What you hand back must match the records word for word, with no pictures.

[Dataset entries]
::::::::::

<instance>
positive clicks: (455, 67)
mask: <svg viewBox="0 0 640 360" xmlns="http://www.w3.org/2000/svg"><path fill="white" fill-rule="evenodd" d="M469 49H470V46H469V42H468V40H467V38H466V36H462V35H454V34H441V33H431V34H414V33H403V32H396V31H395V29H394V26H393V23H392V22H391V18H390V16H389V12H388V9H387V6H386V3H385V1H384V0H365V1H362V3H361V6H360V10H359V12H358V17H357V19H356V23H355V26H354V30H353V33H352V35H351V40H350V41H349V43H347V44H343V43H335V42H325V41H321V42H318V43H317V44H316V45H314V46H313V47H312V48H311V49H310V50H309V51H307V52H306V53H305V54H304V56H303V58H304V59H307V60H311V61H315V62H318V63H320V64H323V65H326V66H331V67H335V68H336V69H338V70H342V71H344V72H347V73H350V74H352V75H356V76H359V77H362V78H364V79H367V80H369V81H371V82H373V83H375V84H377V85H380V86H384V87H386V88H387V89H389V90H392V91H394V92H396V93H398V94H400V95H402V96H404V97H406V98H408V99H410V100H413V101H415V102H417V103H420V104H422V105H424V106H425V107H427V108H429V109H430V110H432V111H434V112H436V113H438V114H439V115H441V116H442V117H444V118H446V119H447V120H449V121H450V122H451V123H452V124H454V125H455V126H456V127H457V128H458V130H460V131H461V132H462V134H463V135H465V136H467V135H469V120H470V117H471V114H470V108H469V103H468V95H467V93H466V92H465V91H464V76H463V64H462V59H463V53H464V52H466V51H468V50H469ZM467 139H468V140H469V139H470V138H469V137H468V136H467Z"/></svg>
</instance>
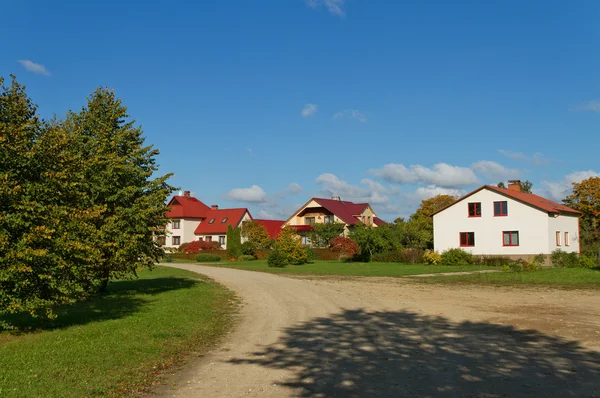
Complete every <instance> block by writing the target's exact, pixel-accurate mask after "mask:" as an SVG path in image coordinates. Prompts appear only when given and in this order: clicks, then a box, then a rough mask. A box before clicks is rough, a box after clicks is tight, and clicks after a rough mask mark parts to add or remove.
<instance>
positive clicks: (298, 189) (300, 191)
mask: <svg viewBox="0 0 600 398" xmlns="http://www.w3.org/2000/svg"><path fill="white" fill-rule="evenodd" d="M302 190H303V189H302V187H301V186H300V184H297V183H295V182H292V183H291V184H290V185H288V187H287V191H288V192H289V193H292V194H294V193H298V192H302Z"/></svg>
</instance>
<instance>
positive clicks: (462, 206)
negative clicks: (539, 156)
mask: <svg viewBox="0 0 600 398" xmlns="http://www.w3.org/2000/svg"><path fill="white" fill-rule="evenodd" d="M580 216H581V213H580V212H578V211H577V210H574V209H571V208H569V207H567V206H564V205H561V204H558V203H555V202H553V201H551V200H548V199H545V198H542V197H540V196H538V195H534V194H530V193H524V192H521V188H520V181H517V180H513V181H509V185H508V188H507V189H504V188H498V187H495V186H490V185H484V186H482V187H480V188H478V189H476V190H475V191H473V192H471V193H469V194H467V195H465V196H463V197H462V198H460V199H458V200H457V201H456V202H454V203H452V204H451V205H449V206H447V207H445V208H443V209H441V210H439V211H437V212H436V213H434V214H433V243H434V248H435V250H437V251H439V252H443V251H445V250H448V249H452V248H461V249H465V250H467V251H469V252H471V253H473V254H479V255H503V256H509V257H513V258H518V257H522V258H528V256H534V255H536V254H550V253H552V251H554V250H555V249H561V250H564V251H567V252H575V253H577V252H579V243H580V242H579V217H580Z"/></svg>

::::::::::

● Response for this exercise:
<instance>
positive clicks: (455, 67)
mask: <svg viewBox="0 0 640 360" xmlns="http://www.w3.org/2000/svg"><path fill="white" fill-rule="evenodd" d="M469 49H470V46H469V42H468V40H467V38H466V36H462V35H454V34H441V33H431V34H414V33H403V32H396V31H395V29H394V26H393V23H392V22H391V18H390V16H389V12H388V9H387V6H386V3H385V1H384V0H365V1H362V3H361V6H360V10H359V12H358V17H357V19H356V23H355V26H354V30H353V33H352V35H351V40H350V41H349V43H347V44H343V43H335V42H325V41H321V42H318V43H317V44H316V45H314V46H313V47H312V48H311V49H310V50H309V51H307V52H306V53H305V54H304V56H303V58H304V59H307V60H311V61H315V62H318V63H320V64H323V65H326V66H331V67H335V68H336V69H338V70H342V71H344V72H347V73H350V74H352V75H356V76H359V77H362V78H364V79H367V80H369V81H371V82H373V83H375V84H377V85H380V86H384V87H386V88H387V89H389V90H392V91H394V92H396V93H398V94H400V95H402V96H404V97H406V98H408V99H410V100H413V101H415V102H417V103H420V104H422V105H424V106H425V107H427V108H429V109H430V110H432V111H434V112H436V113H438V114H439V115H441V116H442V117H444V118H446V119H447V120H449V121H450V122H451V123H452V124H454V125H455V126H456V127H457V128H458V130H460V131H461V132H462V134H463V135H465V136H467V135H469V120H470V117H471V114H470V108H469V103H468V95H467V93H466V92H465V91H464V76H463V64H462V59H463V53H464V52H466V51H468V50H469ZM467 139H468V140H469V139H470V138H469V137H468V136H467Z"/></svg>
</instance>
Complete every <instance> block by writing the target's exact, pixel-accurate mask after "mask:" as an SVG path in image coordinates. Prompts appear only when given and in this order: clicks, then a box, then a rough mask. A box before clicks is rough, a box after clicks is tight, and clicks after a rough mask mark parts to add or remove.
<instance>
positive clicks: (298, 189) (300, 191)
mask: <svg viewBox="0 0 600 398" xmlns="http://www.w3.org/2000/svg"><path fill="white" fill-rule="evenodd" d="M302 190H303V189H302V187H301V186H300V184H297V183H295V182H292V183H291V184H290V185H288V187H287V191H288V192H289V193H292V194H294V193H298V192H302Z"/></svg>
</instance>
<instance>
positive clicks: (462, 206)
negative clicks: (539, 156)
mask: <svg viewBox="0 0 600 398" xmlns="http://www.w3.org/2000/svg"><path fill="white" fill-rule="evenodd" d="M580 216H581V213H580V212H578V211H577V210H574V209H571V208H569V207H567V206H564V205H561V204H558V203H555V202H553V201H551V200H548V199H545V198H542V197H540V196H538V195H534V194H530V193H524V192H521V188H520V181H517V180H513V181H509V185H508V188H507V189H504V188H498V187H495V186H490V185H484V186H482V187H480V188H478V189H476V190H475V191H473V192H471V193H469V194H467V195H465V196H463V197H462V198H460V199H458V200H457V201H456V202H454V203H452V204H451V205H449V206H447V207H445V208H443V209H441V210H439V211H437V212H436V213H434V214H433V243H434V248H435V250H437V251H439V252H443V251H445V250H448V249H452V248H461V249H465V250H467V251H469V252H471V253H473V254H479V255H503V256H509V257H513V258H518V257H522V258H528V256H534V255H536V254H550V253H552V251H554V250H555V249H561V250H564V251H567V252H575V253H577V252H579V243H580V242H579V217H580Z"/></svg>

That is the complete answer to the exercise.